*** SELECTED PASSAGE ***
Yusuf writes, “The idea that you might not want kids to be autistic is kind of like saying you want autistic people strangled at birth.” Well, yes, it is. The people who are arguing that autism is a bad thing are also the same people who are talking about disclosing to pregnant women their child may be autistic – and how their child may not have full quality of life. The research currently being done to find a “cure” for autism, is not focussing on training kids out of it – you cannot change a child’s intrinsic nature, whether they are shy, boisterous, curious, or autistic. No, what organisations like Autism Speaks are looking into is the genetic causes of autism. They want to prevent us from being born, not to integrate us into society. That’s why autism advocates oppose them.

I am also an LGBT activist, and the similarities between the attempts to find a “gay gene” and “the cause of autism” are striking. About 8% of adult male rams are only interested in mounting other rams: hardly helpful for the average farmer. Scientists have been looking into the causes of homosexuality in rams with a view to identifying the genes which caused such behaviour, and when the study was published in 2007, the results were predictable- anti-gay advocates immediately stated they would be examining the research to see if it could be applied to human beings (I don’t have a reference for this bit, by the way, beyond “I heard it on the radio three years ago…”. It is not difficult to see how further research in the “causes if autism” will be used to eradicate us rather than to help us.
*** ENTRIES SHOWN ***
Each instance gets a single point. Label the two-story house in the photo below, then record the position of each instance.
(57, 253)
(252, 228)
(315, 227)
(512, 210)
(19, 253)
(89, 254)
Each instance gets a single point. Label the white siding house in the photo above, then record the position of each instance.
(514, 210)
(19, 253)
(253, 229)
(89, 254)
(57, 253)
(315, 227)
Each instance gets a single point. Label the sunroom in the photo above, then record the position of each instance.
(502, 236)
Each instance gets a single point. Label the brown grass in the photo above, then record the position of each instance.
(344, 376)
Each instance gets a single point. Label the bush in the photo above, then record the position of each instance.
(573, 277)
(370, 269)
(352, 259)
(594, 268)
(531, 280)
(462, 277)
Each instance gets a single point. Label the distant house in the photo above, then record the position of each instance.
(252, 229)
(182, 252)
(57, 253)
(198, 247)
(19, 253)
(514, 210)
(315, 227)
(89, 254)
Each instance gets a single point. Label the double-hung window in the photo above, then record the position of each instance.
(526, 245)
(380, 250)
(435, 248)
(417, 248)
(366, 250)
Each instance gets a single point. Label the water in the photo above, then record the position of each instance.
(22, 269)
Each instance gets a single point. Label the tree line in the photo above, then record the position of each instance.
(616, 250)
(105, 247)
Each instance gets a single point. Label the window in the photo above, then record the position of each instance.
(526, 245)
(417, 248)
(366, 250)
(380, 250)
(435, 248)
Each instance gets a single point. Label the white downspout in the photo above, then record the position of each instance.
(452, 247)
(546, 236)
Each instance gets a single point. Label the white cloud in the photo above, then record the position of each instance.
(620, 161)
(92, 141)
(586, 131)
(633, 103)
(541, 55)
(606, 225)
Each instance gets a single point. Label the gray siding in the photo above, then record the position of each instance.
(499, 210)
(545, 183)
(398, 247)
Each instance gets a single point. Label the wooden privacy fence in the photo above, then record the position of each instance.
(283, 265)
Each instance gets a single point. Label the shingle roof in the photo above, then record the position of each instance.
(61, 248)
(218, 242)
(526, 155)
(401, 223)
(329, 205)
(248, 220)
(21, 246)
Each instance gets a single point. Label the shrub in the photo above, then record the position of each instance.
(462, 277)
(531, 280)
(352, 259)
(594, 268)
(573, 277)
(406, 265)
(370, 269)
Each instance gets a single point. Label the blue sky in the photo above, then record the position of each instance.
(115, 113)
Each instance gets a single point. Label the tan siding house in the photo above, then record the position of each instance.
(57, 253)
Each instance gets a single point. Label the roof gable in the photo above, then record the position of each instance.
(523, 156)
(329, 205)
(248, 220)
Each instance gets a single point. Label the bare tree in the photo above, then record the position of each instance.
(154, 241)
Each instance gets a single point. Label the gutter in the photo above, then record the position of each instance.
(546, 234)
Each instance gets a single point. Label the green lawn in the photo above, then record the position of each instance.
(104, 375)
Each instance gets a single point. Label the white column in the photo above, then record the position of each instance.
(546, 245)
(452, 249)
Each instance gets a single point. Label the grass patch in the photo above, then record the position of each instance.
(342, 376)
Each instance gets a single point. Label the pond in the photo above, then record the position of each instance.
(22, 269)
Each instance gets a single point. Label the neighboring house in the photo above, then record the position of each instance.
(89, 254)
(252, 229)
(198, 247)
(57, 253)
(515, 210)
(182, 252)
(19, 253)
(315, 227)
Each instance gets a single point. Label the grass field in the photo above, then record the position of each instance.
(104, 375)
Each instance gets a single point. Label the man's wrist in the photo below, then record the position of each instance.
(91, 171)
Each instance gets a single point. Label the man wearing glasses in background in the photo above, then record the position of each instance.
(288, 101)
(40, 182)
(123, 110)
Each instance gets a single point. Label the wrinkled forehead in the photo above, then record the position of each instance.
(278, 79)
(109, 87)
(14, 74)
***
TASK REQUIREMENTS »
(a) According to the passage on autism research, what share of adult male rams are interested only in mounting other rams?
(b) Carry the passage on autism research forward from its last sentence, keeping the same first-person voice and line of argument.
The records have no connection to the passage on autism research.

REPLIES »
(a) About 8%.

(b)
I am not saying that all autistic people are functioning human beings hemmed in by society rules that just don’t allow for our eccentricities. There are autistic people who can’t speak, who look straight through you in a world of their own, can’t bear to be touched, can’t feed, wash or clothe themselves. But they’re not ill – they can’t communicate with you, but they are feeling, thinking people. Amanda Baggs is a low-functioning autistic who needs round the clock care, who produces Youtube videos about her experiences of autism. Tito Mukhopadhyay is severely autistic and is entirely dependant on his mother to survive, but can still write poetry after years of coaching. My point is not that all autistic people can be made to express sentience, but that what these examples show is that regardless of what is going on on the outside to “distress” parents and carers, on the inside, we’re all there. We’re not ill.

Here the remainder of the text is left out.